Time Series Analytics with Simple Relational Database Paradigms

Mr Ben Leighton1, Ms Julia Anticev1, Mr Alex Khassapov1

1Csiro, Clayton, Australia

 

The aim of the Energy Use Data Model (EUDM) project led by CSIRO Energy is to make Australian energy-use data accessible to the wider research community. A subset of this energy data, sensor readings from substations, have been provided by electricity distributors from across Australia. The EUDM project has harmonized this data to a standard format. The current set of data constitutes around 500 million observations. A goal of the project is to further add value to these harmonized datasets through generation of select pre-processed analytics products. Here we describe our initial work on “Medium Size Data Analytics” and show that, with no assumptions about time series alignment, large time series joins can be generated in reasonable time working within a familiar relational database paradigm, utilizing simple infrastructure, and with a minimum of python code.


Biography:

Ben Leighton is a Software Engineer and Data Scientist working at CSIRO Land and Water. His work includes engineering collaborative technologies for data, and code. His research interests are reusable, reproducible, and portable environmental science and science systems.

--- --- ---

● **WORK TO COMPLETE**
Retype the part of the time series analytics abstract between "1Csiro, Clayton, Australia" and "of python code.", inclusive. The rows below were taken from a different source than the abstract.

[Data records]
--- --- ---

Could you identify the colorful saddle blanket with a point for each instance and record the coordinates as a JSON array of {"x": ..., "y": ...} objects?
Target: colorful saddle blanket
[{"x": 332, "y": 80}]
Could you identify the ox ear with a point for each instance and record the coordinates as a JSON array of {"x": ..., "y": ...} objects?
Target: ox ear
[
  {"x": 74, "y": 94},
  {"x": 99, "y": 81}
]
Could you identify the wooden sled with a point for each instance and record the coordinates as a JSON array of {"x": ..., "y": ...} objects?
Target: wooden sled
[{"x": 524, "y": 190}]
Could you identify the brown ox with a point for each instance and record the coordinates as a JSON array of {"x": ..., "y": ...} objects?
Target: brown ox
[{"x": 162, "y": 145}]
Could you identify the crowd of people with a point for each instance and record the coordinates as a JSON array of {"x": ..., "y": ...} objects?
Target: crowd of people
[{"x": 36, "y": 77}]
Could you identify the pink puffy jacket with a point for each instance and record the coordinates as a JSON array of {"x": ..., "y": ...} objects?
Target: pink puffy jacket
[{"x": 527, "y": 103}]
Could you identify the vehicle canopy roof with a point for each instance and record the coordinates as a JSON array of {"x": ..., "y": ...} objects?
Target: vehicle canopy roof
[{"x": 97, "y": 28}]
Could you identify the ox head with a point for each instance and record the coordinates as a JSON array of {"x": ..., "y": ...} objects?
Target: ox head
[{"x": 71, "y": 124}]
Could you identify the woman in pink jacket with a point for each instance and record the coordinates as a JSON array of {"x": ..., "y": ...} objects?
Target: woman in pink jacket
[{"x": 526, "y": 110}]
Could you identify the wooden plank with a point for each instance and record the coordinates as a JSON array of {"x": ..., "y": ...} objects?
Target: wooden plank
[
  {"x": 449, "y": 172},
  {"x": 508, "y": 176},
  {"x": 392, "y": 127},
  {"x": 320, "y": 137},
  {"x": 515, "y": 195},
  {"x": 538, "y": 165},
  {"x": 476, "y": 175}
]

--- --- ---

● **TASK SOLUTION**
1Csiro, Clayton, Australia

 

The aim of the Energy Use Data Model (EUDM) project led by CSIRO Energy is to make Australian energy-use data accessible to the wider research community. A subset of this energy data, sensor readings from substations, have been provided by electricity distributors from across Australia. The EUDM project has harmonized this data to a standard format. The current set of data constitutes around 500 million observations. A goal of the project is to further add value to these harmonized datasets through generation of select pre-processed analytics products. Here we describe our initial work on “Medium Size Data Analytics” and show that, with no assumptions about time series alignment, large time series joins can be generated in reasonable time working within a familiar relational database paradigm, utilizing simple infrastructure, and with a minimum of python code.